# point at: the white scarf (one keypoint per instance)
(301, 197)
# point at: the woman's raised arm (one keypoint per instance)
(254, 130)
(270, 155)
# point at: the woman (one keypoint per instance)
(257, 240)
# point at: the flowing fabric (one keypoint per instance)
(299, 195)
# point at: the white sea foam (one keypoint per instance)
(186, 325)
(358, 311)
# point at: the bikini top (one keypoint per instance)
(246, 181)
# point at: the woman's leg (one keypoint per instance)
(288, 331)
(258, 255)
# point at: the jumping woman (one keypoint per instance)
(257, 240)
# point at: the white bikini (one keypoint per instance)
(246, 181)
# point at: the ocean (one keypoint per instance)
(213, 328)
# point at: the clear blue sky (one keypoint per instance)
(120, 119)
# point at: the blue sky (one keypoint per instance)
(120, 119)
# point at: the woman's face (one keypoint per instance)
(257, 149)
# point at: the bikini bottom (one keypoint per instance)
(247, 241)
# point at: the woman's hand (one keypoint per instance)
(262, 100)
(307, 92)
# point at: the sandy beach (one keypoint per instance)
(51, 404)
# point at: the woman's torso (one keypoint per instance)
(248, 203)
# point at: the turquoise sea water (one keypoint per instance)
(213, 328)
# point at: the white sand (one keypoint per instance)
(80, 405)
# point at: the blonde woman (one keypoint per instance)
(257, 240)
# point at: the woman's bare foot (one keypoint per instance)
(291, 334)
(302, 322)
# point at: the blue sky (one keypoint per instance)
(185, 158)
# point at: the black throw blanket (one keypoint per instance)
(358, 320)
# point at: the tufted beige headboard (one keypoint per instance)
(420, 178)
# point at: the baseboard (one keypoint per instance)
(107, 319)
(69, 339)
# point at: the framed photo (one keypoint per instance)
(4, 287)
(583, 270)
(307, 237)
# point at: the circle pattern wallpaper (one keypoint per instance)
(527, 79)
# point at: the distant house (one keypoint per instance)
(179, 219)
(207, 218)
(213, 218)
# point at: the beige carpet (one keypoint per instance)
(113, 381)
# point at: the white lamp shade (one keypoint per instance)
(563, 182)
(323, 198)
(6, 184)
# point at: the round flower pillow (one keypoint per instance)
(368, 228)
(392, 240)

▬▬▬▬▬▬

• [WHAT YOU ARE ASKED TO DO]: The entries are to be duplicated exactly, with nothing changed.

• [OUTPUT OF THE TASK]:
# point at: the white scarf (one keypoint per instance)
(301, 197)
# point at: the woman's raised arm (one keypoint per instance)
(254, 130)
(270, 155)
# point at: the woman (one keypoint per instance)
(257, 240)
# point at: the flowing fabric (one keypoint per instance)
(299, 195)
# point at: the white sea foam (one keypoint per instance)
(186, 325)
(358, 311)
# point at: the bikini top (one keypoint per instance)
(246, 181)
# point at: the woman's leg (one keypoint per instance)
(288, 331)
(258, 255)
# point at: the jumping woman (one keypoint per instance)
(257, 240)
# point at: the white bikini (one keypoint per instance)
(246, 181)
# point at: the ocean (one keypoint per instance)
(213, 328)
# point at: the clear blue sky (one keypoint per instance)
(120, 119)
# point at: the blue sky (one keypoint per instance)
(120, 119)
# point at: the woman's face (one keypoint per instance)
(257, 149)
# point at: the bikini bottom (one keypoint per instance)
(247, 241)
# point at: the woman's hand (one keypoint per instance)
(262, 100)
(307, 92)
# point at: the sandy beach (one keypoint per instance)
(51, 404)
# point at: the woman's torso (one keypoint per instance)
(248, 203)
# point at: the turquoise sea water (one keypoint per instance)
(213, 328)
# point at: the white sand (one keypoint per instance)
(80, 405)
# point at: the blonde woman (one keypoint per instance)
(257, 240)
# point at: the woman's bare foot (one keypoint per instance)
(291, 334)
(302, 322)
# point at: the blue sky (one keypoint per instance)
(185, 158)
# point at: the black throw blanket (one keypoint per instance)
(358, 320)
# point at: the tufted beige headboard (one keypoint per instance)
(420, 178)
# point at: the baseboard (one keypoint per instance)
(107, 319)
(69, 339)
# point at: the framed photo (one keypoint per instance)
(4, 287)
(583, 270)
(307, 237)
# point at: the circle pattern wallpaper (one keypoint per instance)
(527, 79)
# point at: the distant house (one keypoint per instance)
(179, 219)
(207, 218)
(213, 218)
# point at: the beige carpet (one keypoint per instance)
(113, 381)
# point at: the white lamp shade (one keypoint per instance)
(563, 182)
(323, 198)
(6, 184)
# point at: the round flower pillow (one keypoint per instance)
(368, 228)
(392, 240)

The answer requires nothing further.